● **ABOUT THIS TASK**: Write out the data again in full, exactly as it reads.
[RECORD EXCERPTS Boundary: Start]
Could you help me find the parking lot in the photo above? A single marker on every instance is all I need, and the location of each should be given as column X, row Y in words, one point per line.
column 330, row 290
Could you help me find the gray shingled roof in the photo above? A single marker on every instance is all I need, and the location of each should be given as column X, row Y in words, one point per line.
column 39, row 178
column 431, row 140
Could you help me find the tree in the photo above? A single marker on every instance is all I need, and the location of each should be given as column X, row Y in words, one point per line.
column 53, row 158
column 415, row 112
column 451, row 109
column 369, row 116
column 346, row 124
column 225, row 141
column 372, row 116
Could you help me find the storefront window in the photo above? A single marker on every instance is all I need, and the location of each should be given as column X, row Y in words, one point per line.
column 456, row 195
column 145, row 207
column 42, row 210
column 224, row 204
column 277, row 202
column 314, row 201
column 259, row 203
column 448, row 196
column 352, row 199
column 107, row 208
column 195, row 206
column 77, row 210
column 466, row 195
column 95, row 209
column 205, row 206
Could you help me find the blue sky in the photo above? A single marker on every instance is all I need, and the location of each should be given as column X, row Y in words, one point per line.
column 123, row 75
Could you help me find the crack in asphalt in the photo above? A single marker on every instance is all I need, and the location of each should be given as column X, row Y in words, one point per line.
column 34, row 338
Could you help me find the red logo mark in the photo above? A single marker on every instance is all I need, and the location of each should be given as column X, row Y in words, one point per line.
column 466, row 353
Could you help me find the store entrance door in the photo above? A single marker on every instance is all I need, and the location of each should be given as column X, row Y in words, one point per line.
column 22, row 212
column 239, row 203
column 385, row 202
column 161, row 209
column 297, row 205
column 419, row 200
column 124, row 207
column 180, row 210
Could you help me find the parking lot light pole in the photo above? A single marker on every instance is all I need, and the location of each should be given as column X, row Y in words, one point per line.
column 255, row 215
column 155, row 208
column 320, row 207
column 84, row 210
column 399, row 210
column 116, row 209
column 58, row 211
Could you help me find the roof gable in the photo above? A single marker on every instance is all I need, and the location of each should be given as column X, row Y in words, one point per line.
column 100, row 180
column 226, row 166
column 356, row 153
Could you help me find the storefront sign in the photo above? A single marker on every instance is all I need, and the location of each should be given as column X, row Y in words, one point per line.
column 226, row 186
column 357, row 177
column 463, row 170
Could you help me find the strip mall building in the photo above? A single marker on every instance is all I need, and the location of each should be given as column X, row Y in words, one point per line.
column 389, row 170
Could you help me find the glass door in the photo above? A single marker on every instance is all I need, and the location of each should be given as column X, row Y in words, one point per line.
[RECORD EXCERPTS Boundary: End]
● **WRITTEN SOLUTION**:
Could you help me find the parking lot in the photo above? A single marker on every instance is all I need, and the location of each should be given as column X, row Y in words, one point per line.
column 330, row 290
Could you help me find the gray shingled roof in the photo above? A single marker on every instance is all I need, and the location of each should be given as column X, row Y in words, one point per line.
column 39, row 178
column 431, row 140
Could you help me find the tree in the photo above? A single marker on every instance is all I need, and the location of each should be given as column X, row Y in words, one point per line.
column 53, row 158
column 415, row 112
column 451, row 109
column 369, row 116
column 346, row 124
column 225, row 141
column 372, row 116
Could you help me find the storefront window in the photo above? A single marker on every instance is all I need, and the location of each should be given as column X, row Y in words, one point per line.
column 456, row 195
column 145, row 207
column 42, row 210
column 224, row 204
column 277, row 202
column 314, row 201
column 259, row 203
column 448, row 196
column 352, row 199
column 107, row 208
column 195, row 206
column 77, row 210
column 466, row 195
column 95, row 209
column 205, row 206
Could you help me find the blue sky in the photo above? A single marker on every instance is all I need, and the location of each should be given as column X, row Y in words, one point per line.
column 123, row 75
Could you help me find the crack in asphalt in the photo above? A single marker on every instance is all I need, and the location of each should be given as column X, row Y in words, one point per line.
column 34, row 338
Could you help me find the red logo mark in the photo above? A single marker on every instance is all I need, and the location of each should be given as column X, row Y in words, one point per line.
column 466, row 353
Could you help me find the store entrance door in the photo above? A single marker on every instance is all I need, and the location of each should be given as column X, row Y in words, one point per line.
column 22, row 212
column 239, row 203
column 385, row 202
column 161, row 209
column 297, row 205
column 419, row 200
column 124, row 207
column 180, row 210
Could you help me find the parking lot light pole in the photo above? A single marker on every instance is all I need, and the location of each should be given as column X, row Y in words, one point per line.
column 255, row 215
column 155, row 208
column 320, row 207
column 84, row 210
column 399, row 210
column 116, row 209
column 58, row 211
Could you help me find the roof gable in the photo above? A single marker on every instance is all I need, and the location of each should be given as column X, row Y in words, one point per line.
column 100, row 180
column 226, row 166
column 356, row 153
Could you help me find the storefront sign in the photo above? A single marker on every instance is all I need, and the location of each should be given as column X, row Y in words, one point per line.
column 226, row 186
column 357, row 177
column 463, row 170
Could you help me find the strip mall building in the photo above? A single marker on every instance is all I need, and the location of each should be given as column X, row Y in words, one point per line.
column 389, row 170
Could you help me find the glass door in the photo above? A single marker on every instance is all I need, and the location of each should be given as column X, row Y in words, one point per line.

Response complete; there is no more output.